Two Point Campus is a happy-go-lucky management sim with an art style straight out of a Dreamworks animation. It’s a light-hearted strategy game that charges you with developing a thriving university full to the brim with colorful characters, tongue-in-cheek classes, and wide-eyed students.
But for me, it’s an exercise in miserly ambition. After spending a couple of hours with Two Point Campus’s introductory level and first main mission, my lust for exploitative working practices knows no bounds. My addiction to unscrupulous business management is uncaged. I’m ready to unleash all my parsimonious guile on the poor students and staff that have the misfortune of populating this digital university.
Two Point Campus might look like a management sim as cheery as the grins of the characters on its cover art, but there’s a black hole at the center of this market simulator. And it does terrible things to a person.

§ Data to examine
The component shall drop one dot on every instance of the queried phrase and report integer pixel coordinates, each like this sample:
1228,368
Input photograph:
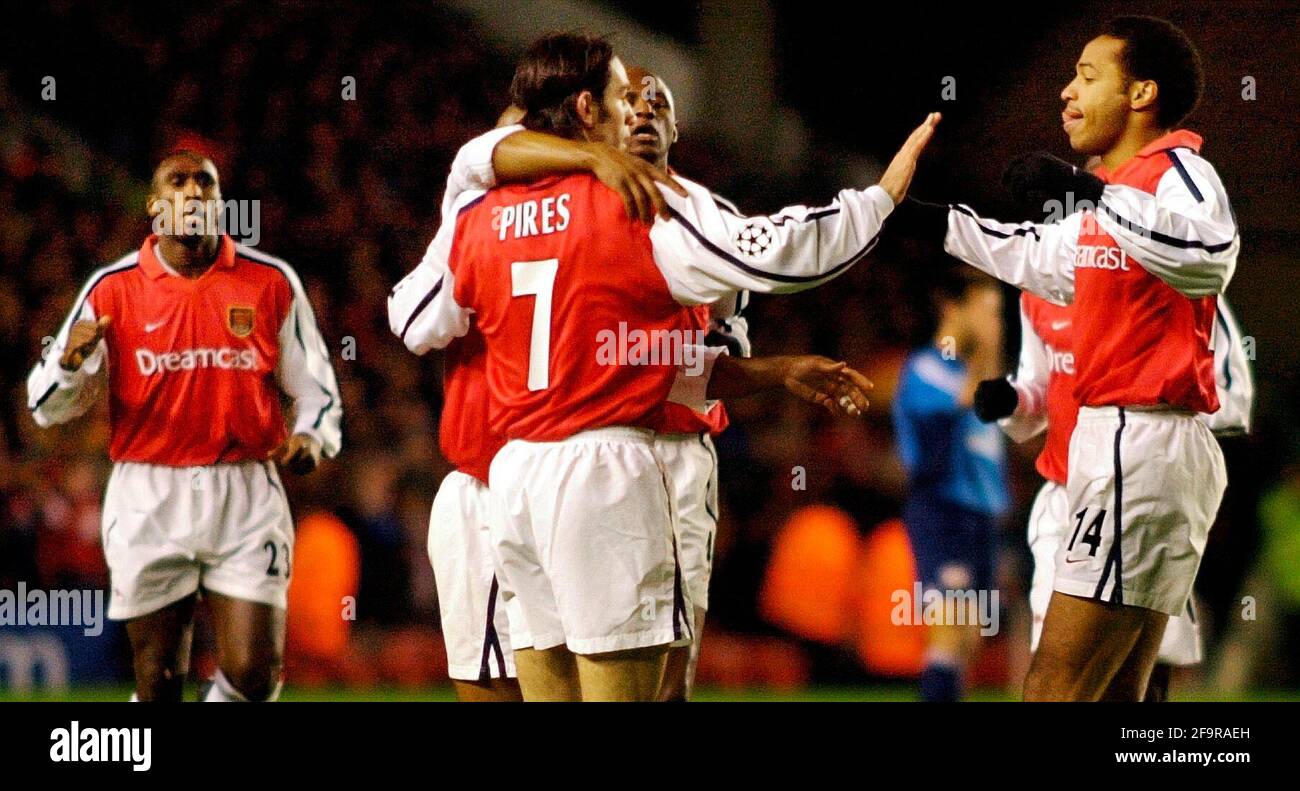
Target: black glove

...

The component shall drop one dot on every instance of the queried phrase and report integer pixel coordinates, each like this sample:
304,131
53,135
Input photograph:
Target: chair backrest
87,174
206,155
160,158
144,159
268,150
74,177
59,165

§ Aim of the task
Retype the passage on Two Point Campus from "But for me, it’s" to "this digital university.", including both of those words.

§ Written response
But for me, it’s an exercise in miserly ambition. After spending a couple of hours with Two Point Campus’s introductory level and first main mission, my lust for exploitative working practices knows no bounds. My addiction to unscrupulous business management is uncaged. I’m ready to unleash all my parsimonious guile on the poor students and staff that have the misfortune of populating this digital university.